» INSTRUCTIONS FOR THE TASK: Print every item below without changing a single character.

» DATA:
--------------------

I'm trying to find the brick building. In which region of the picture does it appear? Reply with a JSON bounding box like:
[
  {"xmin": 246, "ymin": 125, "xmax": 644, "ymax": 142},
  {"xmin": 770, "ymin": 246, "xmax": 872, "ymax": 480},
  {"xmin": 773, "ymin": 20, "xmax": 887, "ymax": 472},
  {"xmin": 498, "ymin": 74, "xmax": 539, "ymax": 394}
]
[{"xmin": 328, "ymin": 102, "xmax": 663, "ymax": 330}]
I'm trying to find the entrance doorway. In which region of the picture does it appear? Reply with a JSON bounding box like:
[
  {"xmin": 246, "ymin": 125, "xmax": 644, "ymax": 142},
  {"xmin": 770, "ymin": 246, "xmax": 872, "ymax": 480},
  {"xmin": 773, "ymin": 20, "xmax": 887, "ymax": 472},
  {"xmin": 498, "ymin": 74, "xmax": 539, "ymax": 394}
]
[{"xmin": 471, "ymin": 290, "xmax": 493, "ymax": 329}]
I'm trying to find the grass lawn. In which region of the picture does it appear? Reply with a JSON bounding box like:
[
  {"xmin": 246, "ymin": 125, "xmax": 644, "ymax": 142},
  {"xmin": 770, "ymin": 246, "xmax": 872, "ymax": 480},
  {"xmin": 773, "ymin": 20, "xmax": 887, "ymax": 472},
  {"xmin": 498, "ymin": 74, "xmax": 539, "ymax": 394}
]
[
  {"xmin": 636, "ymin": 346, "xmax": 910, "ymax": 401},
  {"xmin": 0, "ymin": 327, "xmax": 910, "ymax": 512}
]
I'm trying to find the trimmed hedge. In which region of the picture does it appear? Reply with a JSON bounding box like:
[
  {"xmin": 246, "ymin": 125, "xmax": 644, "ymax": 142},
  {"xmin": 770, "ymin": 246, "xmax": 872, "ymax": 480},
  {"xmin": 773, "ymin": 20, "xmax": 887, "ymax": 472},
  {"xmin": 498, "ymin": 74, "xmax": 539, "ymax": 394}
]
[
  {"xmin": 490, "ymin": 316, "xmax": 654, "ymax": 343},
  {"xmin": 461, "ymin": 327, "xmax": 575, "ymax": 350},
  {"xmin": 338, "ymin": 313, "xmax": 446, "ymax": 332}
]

--------------------

» SOLUTION TO THIS TASK:
I'm trying to find the brick building. In which region of the picture does it appear? Reply with a JSON bounding box like:
[
  {"xmin": 246, "ymin": 125, "xmax": 644, "ymax": 142},
  {"xmin": 770, "ymin": 246, "xmax": 872, "ymax": 480},
  {"xmin": 773, "ymin": 20, "xmax": 887, "ymax": 472},
  {"xmin": 498, "ymin": 74, "xmax": 539, "ymax": 394}
]
[{"xmin": 328, "ymin": 102, "xmax": 663, "ymax": 330}]
I'm trying to find the entrance doorway. In which region of the picture does it appear? Reply with a JSON bounding box like:
[
  {"xmin": 246, "ymin": 125, "xmax": 644, "ymax": 142},
  {"xmin": 770, "ymin": 246, "xmax": 872, "ymax": 480},
  {"xmin": 773, "ymin": 20, "xmax": 887, "ymax": 472},
  {"xmin": 498, "ymin": 74, "xmax": 539, "ymax": 394}
]
[{"xmin": 471, "ymin": 290, "xmax": 493, "ymax": 329}]
I'm trying to find the grass lawn. In which region of the picture does it appear? Reply with a JSON bounding box like:
[
  {"xmin": 246, "ymin": 125, "xmax": 644, "ymax": 142},
  {"xmin": 770, "ymin": 246, "xmax": 872, "ymax": 480},
  {"xmin": 773, "ymin": 20, "xmax": 887, "ymax": 472},
  {"xmin": 498, "ymin": 74, "xmax": 539, "ymax": 394}
]
[
  {"xmin": 636, "ymin": 346, "xmax": 910, "ymax": 401},
  {"xmin": 0, "ymin": 327, "xmax": 910, "ymax": 512}
]
I'm trying to find the trimmed hedge. In which region of the picture does it appear? Reply with a JSON bounding box like:
[
  {"xmin": 246, "ymin": 125, "xmax": 644, "ymax": 142},
  {"xmin": 770, "ymin": 246, "xmax": 872, "ymax": 480},
  {"xmin": 773, "ymin": 20, "xmax": 887, "ymax": 472},
  {"xmin": 498, "ymin": 74, "xmax": 539, "ymax": 394}
]
[
  {"xmin": 490, "ymin": 316, "xmax": 654, "ymax": 343},
  {"xmin": 461, "ymin": 327, "xmax": 575, "ymax": 350},
  {"xmin": 338, "ymin": 313, "xmax": 446, "ymax": 332}
]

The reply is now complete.